Excerpted records:
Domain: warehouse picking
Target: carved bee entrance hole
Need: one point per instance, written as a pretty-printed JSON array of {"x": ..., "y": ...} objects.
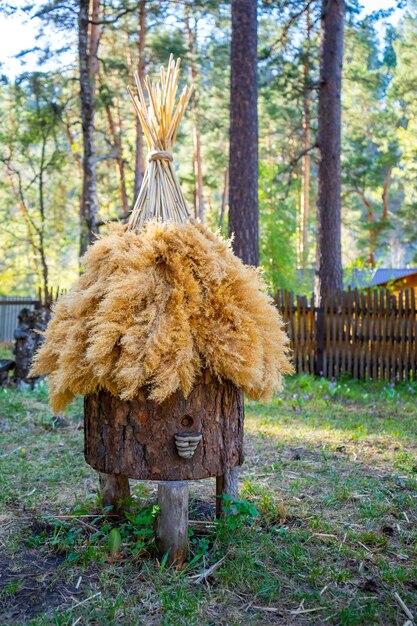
[
  {"x": 187, "y": 443},
  {"x": 187, "y": 421}
]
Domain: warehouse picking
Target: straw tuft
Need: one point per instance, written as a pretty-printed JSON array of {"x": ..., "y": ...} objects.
[{"x": 160, "y": 196}]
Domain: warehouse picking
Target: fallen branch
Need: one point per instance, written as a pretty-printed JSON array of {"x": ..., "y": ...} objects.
[{"x": 207, "y": 572}]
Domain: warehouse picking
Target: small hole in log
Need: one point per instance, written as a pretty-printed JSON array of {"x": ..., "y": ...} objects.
[{"x": 187, "y": 421}]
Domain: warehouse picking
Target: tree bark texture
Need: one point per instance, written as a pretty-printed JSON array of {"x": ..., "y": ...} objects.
[
  {"x": 138, "y": 438},
  {"x": 329, "y": 249},
  {"x": 171, "y": 529},
  {"x": 243, "y": 172},
  {"x": 88, "y": 40}
]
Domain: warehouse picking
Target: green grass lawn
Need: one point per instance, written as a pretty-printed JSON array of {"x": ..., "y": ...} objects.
[{"x": 330, "y": 467}]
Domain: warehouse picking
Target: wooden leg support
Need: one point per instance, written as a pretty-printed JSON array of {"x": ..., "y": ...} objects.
[
  {"x": 172, "y": 524},
  {"x": 115, "y": 492},
  {"x": 227, "y": 483}
]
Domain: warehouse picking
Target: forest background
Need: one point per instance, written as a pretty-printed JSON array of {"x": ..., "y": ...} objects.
[{"x": 41, "y": 144}]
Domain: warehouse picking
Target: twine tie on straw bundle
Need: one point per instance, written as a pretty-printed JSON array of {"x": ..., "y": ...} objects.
[
  {"x": 160, "y": 196},
  {"x": 160, "y": 155}
]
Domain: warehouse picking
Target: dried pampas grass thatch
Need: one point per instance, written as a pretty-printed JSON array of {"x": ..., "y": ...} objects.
[
  {"x": 163, "y": 298},
  {"x": 156, "y": 309}
]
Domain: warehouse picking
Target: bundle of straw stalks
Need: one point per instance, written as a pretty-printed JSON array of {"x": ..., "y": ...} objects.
[
  {"x": 160, "y": 196},
  {"x": 162, "y": 298}
]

Exercise brief: Quote in full the listing given above; the images are to be left out.

Problem solution:
Domain: warehouse picking
Target: carved bee entrance hole
Need: one point per instance, written as a pretty-printed JSON array of {"x": ..., "y": ...} objects.
[
  {"x": 187, "y": 443},
  {"x": 187, "y": 421}
]
Domain: warehouse picking
Target: straw tuft
Need: one point per instance, written as a pretty-printed JSON array of {"x": ..., "y": ...} objects.
[{"x": 160, "y": 196}]
Domain: warehouse picking
Target: fallen branch
Need: one point per instance, written as a pretty-printed JSON array of {"x": ..., "y": ...} objects.
[{"x": 207, "y": 572}]
Domain: warehouse picking
Target: small hole in log
Need: one point per instance, written as a pretty-printed JSON array of {"x": ..., "y": ...} objects.
[{"x": 187, "y": 421}]
Domain: warehouse picking
Target: tree bark texture
Need: one point per instance, written as a pretty-printed JSON array of {"x": ..., "y": ...} objects.
[
  {"x": 138, "y": 438},
  {"x": 329, "y": 249},
  {"x": 171, "y": 529},
  {"x": 243, "y": 172},
  {"x": 88, "y": 40}
]
Domain: warehouse picking
Target: green grass lawn
Need: one point per instance, written as a pretty-printed JSON array of {"x": ..., "y": ...} objects.
[{"x": 330, "y": 467}]
Domain: warehouse picking
Target: wooden leg support
Need: one point per instance, written as a pretty-printed JSON array of {"x": ..., "y": ...} objects.
[
  {"x": 172, "y": 524},
  {"x": 115, "y": 492},
  {"x": 227, "y": 483}
]
Domain: warehouse picking
Target: forest background
Need: one point per instance, written as a pretty-printed JSON array of {"x": ..., "y": ...} objects.
[{"x": 41, "y": 144}]
Domain: warehouse picking
Target: twine tie on straw bundle
Need: one point per instance, written as a pretty-printed JSON array of {"x": ..., "y": ...} objects.
[
  {"x": 160, "y": 196},
  {"x": 160, "y": 155}
]
Domain: warehouse picking
Target: dried pampas grass thatch
Need: one point per instance, written as a pretty-printed JSON array of {"x": ..., "y": ...} objects.
[
  {"x": 163, "y": 298},
  {"x": 156, "y": 309}
]
Domain: warehouse picking
Target: bundle of straw stalks
Need: one point per instance, written as a pretty-printed JSON array of {"x": ..., "y": ...} objects.
[
  {"x": 160, "y": 196},
  {"x": 162, "y": 298}
]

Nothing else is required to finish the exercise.